--- BEGIN Material to process ---
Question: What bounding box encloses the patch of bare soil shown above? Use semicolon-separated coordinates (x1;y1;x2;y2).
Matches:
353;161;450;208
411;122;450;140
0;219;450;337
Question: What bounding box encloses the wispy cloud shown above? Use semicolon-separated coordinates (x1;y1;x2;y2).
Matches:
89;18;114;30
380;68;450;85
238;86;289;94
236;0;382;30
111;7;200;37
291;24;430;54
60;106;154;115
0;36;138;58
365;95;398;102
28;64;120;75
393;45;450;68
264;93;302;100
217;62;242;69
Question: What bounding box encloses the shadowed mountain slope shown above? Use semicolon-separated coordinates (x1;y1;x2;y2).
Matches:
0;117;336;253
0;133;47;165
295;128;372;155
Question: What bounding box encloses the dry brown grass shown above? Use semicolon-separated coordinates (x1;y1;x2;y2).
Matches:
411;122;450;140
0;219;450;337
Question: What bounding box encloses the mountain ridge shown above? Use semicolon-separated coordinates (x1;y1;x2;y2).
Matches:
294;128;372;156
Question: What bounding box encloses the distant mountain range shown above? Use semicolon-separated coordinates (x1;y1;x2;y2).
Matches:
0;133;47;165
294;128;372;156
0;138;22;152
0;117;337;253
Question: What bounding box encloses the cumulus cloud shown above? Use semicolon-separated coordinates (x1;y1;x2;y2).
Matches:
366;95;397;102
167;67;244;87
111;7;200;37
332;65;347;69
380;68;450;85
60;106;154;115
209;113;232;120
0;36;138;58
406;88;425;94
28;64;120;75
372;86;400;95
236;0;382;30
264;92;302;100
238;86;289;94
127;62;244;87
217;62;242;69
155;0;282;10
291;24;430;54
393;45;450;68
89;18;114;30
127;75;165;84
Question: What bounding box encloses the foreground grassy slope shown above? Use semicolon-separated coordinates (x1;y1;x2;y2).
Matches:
--- END Material to process ---
Set exercise:
Put the lines from the one containing "Question: What bounding box encloses the mountain" through the one containing "0;117;337;253" into a numbered list, including both of those lines and leaving out any blank lines.

Task solution:
1. Question: What bounding box encloses the mountain ridge shown above? Use semicolon-separated coordinates (x1;y1;x2;y2).
2. Matches:
3. 294;128;372;156
4. Question: What bounding box encloses the distant mountain range shown above? Use semicolon-separated coordinates (x1;y1;x2;y2).
5. Matches:
6. 0;133;47;165
7. 294;128;372;156
8. 0;138;22;152
9. 0;117;337;253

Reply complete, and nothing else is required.